- _Exercise task_
Please retype every one of the following records word for word, keeping each line and character unchanged.

- _Task material_
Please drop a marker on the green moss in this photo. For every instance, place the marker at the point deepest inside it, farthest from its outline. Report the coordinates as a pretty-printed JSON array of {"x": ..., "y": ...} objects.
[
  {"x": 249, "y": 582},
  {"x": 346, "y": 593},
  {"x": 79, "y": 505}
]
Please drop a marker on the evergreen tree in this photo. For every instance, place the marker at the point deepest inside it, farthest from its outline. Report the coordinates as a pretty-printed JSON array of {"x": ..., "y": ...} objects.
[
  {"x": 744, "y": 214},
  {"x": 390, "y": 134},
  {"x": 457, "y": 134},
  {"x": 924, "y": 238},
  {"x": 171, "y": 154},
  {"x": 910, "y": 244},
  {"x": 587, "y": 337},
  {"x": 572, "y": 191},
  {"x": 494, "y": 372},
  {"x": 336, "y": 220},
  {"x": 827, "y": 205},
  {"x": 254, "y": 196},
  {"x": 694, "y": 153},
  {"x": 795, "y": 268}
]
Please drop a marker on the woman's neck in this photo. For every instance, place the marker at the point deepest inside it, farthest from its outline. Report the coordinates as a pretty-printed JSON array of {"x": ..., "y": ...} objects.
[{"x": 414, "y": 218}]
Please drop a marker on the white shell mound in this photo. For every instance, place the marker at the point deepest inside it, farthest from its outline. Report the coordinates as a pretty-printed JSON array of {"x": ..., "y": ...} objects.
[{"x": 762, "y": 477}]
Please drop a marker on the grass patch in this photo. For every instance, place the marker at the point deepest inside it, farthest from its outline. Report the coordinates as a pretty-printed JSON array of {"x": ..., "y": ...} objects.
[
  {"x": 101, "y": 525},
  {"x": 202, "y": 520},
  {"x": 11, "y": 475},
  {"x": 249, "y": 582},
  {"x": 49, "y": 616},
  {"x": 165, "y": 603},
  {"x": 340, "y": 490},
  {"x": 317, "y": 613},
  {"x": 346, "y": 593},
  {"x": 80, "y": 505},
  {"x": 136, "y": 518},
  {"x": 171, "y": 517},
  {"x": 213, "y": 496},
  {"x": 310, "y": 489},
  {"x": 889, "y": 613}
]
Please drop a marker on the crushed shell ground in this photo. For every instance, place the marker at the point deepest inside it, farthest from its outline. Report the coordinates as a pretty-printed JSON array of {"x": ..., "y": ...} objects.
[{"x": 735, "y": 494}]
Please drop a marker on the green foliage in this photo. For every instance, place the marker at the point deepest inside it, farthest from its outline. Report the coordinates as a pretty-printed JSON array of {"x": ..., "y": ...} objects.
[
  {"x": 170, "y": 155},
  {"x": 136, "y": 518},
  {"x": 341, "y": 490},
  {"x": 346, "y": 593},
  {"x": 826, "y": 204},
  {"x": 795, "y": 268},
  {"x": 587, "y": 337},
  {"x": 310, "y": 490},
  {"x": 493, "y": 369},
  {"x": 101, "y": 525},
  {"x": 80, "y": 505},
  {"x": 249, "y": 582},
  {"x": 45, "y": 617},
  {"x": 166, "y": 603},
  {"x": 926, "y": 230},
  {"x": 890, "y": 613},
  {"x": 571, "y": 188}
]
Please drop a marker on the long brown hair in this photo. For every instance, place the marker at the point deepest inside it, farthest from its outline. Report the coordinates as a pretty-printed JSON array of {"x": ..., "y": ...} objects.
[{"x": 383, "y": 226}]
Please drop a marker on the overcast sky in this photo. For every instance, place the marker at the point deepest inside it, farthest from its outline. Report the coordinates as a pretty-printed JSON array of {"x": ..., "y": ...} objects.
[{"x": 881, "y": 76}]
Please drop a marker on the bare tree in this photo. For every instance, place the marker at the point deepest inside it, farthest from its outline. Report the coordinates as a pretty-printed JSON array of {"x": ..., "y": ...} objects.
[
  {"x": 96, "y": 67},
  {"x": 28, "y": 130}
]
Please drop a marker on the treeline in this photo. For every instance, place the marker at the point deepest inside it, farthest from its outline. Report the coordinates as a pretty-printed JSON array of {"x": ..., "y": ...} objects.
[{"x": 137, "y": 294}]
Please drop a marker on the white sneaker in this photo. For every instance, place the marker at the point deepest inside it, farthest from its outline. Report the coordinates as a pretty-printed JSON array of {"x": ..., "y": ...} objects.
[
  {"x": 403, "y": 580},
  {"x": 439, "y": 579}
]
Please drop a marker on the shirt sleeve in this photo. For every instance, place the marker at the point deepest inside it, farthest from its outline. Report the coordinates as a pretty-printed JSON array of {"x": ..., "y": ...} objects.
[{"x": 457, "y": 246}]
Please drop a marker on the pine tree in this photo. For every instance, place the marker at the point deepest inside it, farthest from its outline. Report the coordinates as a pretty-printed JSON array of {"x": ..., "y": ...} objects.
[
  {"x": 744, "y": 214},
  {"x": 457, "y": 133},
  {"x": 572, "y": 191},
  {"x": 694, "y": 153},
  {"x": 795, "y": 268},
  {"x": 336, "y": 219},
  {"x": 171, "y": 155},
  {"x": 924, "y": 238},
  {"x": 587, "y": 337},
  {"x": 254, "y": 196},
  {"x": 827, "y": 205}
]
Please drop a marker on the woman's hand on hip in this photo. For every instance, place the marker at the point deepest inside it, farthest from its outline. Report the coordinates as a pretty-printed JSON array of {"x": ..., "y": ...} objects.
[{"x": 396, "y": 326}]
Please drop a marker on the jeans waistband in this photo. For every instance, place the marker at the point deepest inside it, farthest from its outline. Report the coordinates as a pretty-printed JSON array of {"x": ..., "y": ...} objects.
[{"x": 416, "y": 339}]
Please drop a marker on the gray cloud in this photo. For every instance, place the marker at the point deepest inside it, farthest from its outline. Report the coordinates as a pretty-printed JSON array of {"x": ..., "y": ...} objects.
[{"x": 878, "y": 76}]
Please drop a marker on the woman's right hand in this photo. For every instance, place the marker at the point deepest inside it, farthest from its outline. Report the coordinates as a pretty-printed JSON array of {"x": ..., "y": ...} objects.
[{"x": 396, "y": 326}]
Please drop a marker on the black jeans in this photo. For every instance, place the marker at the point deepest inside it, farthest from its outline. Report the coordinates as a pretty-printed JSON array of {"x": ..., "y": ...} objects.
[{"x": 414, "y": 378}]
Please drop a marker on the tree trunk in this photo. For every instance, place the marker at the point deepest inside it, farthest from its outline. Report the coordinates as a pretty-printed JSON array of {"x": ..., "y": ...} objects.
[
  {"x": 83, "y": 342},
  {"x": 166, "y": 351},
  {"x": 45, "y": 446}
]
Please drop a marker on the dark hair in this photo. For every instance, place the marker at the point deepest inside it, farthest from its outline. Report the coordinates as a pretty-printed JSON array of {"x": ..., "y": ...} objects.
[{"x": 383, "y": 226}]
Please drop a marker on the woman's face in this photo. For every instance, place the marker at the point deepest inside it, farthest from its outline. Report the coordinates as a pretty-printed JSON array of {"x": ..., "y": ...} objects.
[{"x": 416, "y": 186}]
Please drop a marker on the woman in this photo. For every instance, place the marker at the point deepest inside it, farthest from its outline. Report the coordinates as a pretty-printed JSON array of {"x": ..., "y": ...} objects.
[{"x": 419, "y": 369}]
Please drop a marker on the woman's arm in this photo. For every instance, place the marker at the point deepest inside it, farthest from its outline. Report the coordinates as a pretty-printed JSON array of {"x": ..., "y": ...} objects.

- _Result for this exercise_
Please drop a marker on the green moss in this photo. For every instance, place the marker at the point deepest inside it, farthest from its outline. Report the coordinates as a pretty-printed JSON array of {"x": ..., "y": ...} objects.
[
  {"x": 249, "y": 582},
  {"x": 346, "y": 593},
  {"x": 79, "y": 505}
]
Please drop a marker on the evergreen tree in this photo. For every instance, place the marker at the point deepest inside it, farthest from its outline. Report the coordinates as a pretty-printed JSON array of {"x": ..., "y": ...} objects.
[
  {"x": 744, "y": 214},
  {"x": 390, "y": 134},
  {"x": 457, "y": 134},
  {"x": 924, "y": 238},
  {"x": 171, "y": 154},
  {"x": 910, "y": 244},
  {"x": 587, "y": 337},
  {"x": 572, "y": 191},
  {"x": 494, "y": 372},
  {"x": 336, "y": 220},
  {"x": 827, "y": 205},
  {"x": 254, "y": 196},
  {"x": 694, "y": 153},
  {"x": 795, "y": 268}
]
Please drop a marker on the woman's neck in this photo. For every instance, place the marker at the point deepest inside it, farthest from its outline. Report the coordinates as a pretty-printed JSON array of {"x": ..., "y": ...} objects.
[{"x": 414, "y": 218}]
Please drop a marker on the white shell mound in this photo. For every instance, place the marker at the point deepest inside it, farthest from its outline. Report the coordinates as a pretty-printed JSON array of {"x": ..., "y": ...} objects.
[{"x": 762, "y": 477}]
Please drop a marker on the grass patch in this photo. For every instance, place the marker at the point deepest inside it, farthest from its outline. Report the coordinates as a pretty-printed JSON array of {"x": ..., "y": ...} objects.
[
  {"x": 101, "y": 525},
  {"x": 202, "y": 520},
  {"x": 11, "y": 475},
  {"x": 249, "y": 582},
  {"x": 49, "y": 616},
  {"x": 165, "y": 603},
  {"x": 340, "y": 490},
  {"x": 317, "y": 613},
  {"x": 346, "y": 593},
  {"x": 80, "y": 505},
  {"x": 136, "y": 518},
  {"x": 171, "y": 517},
  {"x": 213, "y": 496},
  {"x": 310, "y": 489},
  {"x": 889, "y": 613}
]
Please drop a marker on the crushed shell ground in this photo. For every instance, place the marker at the point deepest inside it, farthest from its outline. Report the coordinates as a pretty-printed JSON array of {"x": ..., "y": ...} objects.
[{"x": 735, "y": 494}]
Please drop a marker on the green foliage in this photo. For every instance, place the marker at the point deepest inside it, farthest from its outline. Report the coordinates as a pretty-printed JSON array of {"x": ..., "y": ...} objects.
[
  {"x": 170, "y": 155},
  {"x": 136, "y": 518},
  {"x": 341, "y": 490},
  {"x": 346, "y": 593},
  {"x": 826, "y": 204},
  {"x": 795, "y": 268},
  {"x": 587, "y": 337},
  {"x": 310, "y": 490},
  {"x": 493, "y": 369},
  {"x": 101, "y": 525},
  {"x": 80, "y": 505},
  {"x": 249, "y": 582},
  {"x": 45, "y": 617},
  {"x": 166, "y": 603},
  {"x": 926, "y": 230},
  {"x": 890, "y": 613},
  {"x": 571, "y": 188}
]
Please drop a marker on the long brown hair in this photo. For every instance, place the marker at the point deepest inside it, farthest from its outline. Report the coordinates as a pretty-printed JSON array of {"x": ..., "y": ...} objects.
[{"x": 383, "y": 226}]
Please drop a marker on the overcast sky in this photo. For every instance, place the marker at the point deepest inside it, farthest from its outline. Report the coordinates as a pretty-printed JSON array of {"x": ..., "y": ...} objects.
[{"x": 881, "y": 76}]
Please drop a marker on the bare tree in this photo. For every instance, place the marker at the point deepest inside it, farthest from its outline. Report the coordinates as a pretty-printed JSON array of {"x": ..., "y": ...} objects.
[
  {"x": 96, "y": 67},
  {"x": 28, "y": 130}
]
Please drop a marker on the treeline in this photo. For every instance, place the marker at the point deepest inside it, farthest from its outline. Report the coordinates as a pretty-printed JSON array of {"x": ..., "y": ...} objects.
[{"x": 137, "y": 294}]
Please drop a marker on the white sneaker in this photo. For every instance, place the marker at the point deepest inside it, farthest from its outline. Report the coordinates as a pretty-printed JSON array of {"x": ..., "y": ...} objects.
[
  {"x": 403, "y": 580},
  {"x": 439, "y": 579}
]
Please drop a marker on the shirt sleeve in this photo. For every instance, place the marker at the point deepest inside it, farthest from its outline. Report the coordinates as a pretty-printed JSON array of {"x": ..., "y": ...} objects.
[{"x": 457, "y": 246}]
Please drop a marker on the pine tree in this photo. For every instance, place the marker at the point deepest inside it, farthest from its outline. Report the coordinates as a pretty-printed JSON array of {"x": ..., "y": ...} objects.
[
  {"x": 744, "y": 214},
  {"x": 457, "y": 133},
  {"x": 572, "y": 191},
  {"x": 694, "y": 153},
  {"x": 795, "y": 268},
  {"x": 336, "y": 219},
  {"x": 171, "y": 155},
  {"x": 924, "y": 238},
  {"x": 587, "y": 337},
  {"x": 254, "y": 196},
  {"x": 827, "y": 205}
]
Please drop a marker on the woman's hand on hip in this photo. For every instance, place the marker at the point deepest inside it, farthest from its outline. Report the coordinates as a pretty-printed JSON array of {"x": ..., "y": ...} objects.
[{"x": 396, "y": 326}]
Please drop a marker on the jeans waistband in this photo. For every instance, place the marker at the point deepest inside it, farthest from its outline. Report the coordinates as a pretty-printed JSON array of {"x": ..., "y": ...} objects.
[{"x": 416, "y": 339}]
Please drop a marker on the gray cloud in this photo. For every instance, place the marker at the point deepest inside it, farthest from its outline. Report the coordinates as a pretty-printed JSON array of {"x": ..., "y": ...} objects.
[{"x": 878, "y": 76}]
Please drop a marker on the woman's right hand in this photo. For every instance, place the marker at the point deepest inside it, farthest from its outline. Report the coordinates as a pretty-printed JSON array of {"x": ..., "y": ...} objects.
[{"x": 396, "y": 326}]
Please drop a marker on the black jeans in this photo. For every instance, place the marker at the point deepest inside it, farthest from its outline. Report the coordinates as a pretty-printed JSON array of {"x": ..., "y": ...} objects.
[{"x": 414, "y": 378}]
Please drop a marker on the tree trunk in this photo. For every instance, place the marker at the point deepest inside it, farthest from its outline. Report the coordinates as a pretty-printed JSON array of {"x": ..., "y": ...} objects.
[
  {"x": 83, "y": 342},
  {"x": 166, "y": 351},
  {"x": 45, "y": 446}
]
Please drop a marker on the dark hair in this photo. For every instance, place the marker at the point deepest inside it, farthest from its outline. Report the coordinates as a pretty-printed JSON array of {"x": ..., "y": ...} objects.
[{"x": 383, "y": 226}]
Please drop a marker on the woman's face in this photo. For every instance, place the marker at the point deepest inside it, farthest from its outline. Report the coordinates as a pretty-printed JSON array of {"x": ..., "y": ...} objects.
[{"x": 416, "y": 186}]
Please drop a marker on the woman in this photo. For every instance, place the marker at the point deepest inside it, farthest from its outline. Report the coordinates as a pretty-printed JSON array of {"x": ..., "y": ...} objects.
[{"x": 419, "y": 369}]
Please drop a marker on the woman's arm in this photo. For every instance, place the marker at the point deepest inside it, farthest from its outline. Report the coordinates as a pretty-printed JSON array of {"x": ..., "y": ...} objects.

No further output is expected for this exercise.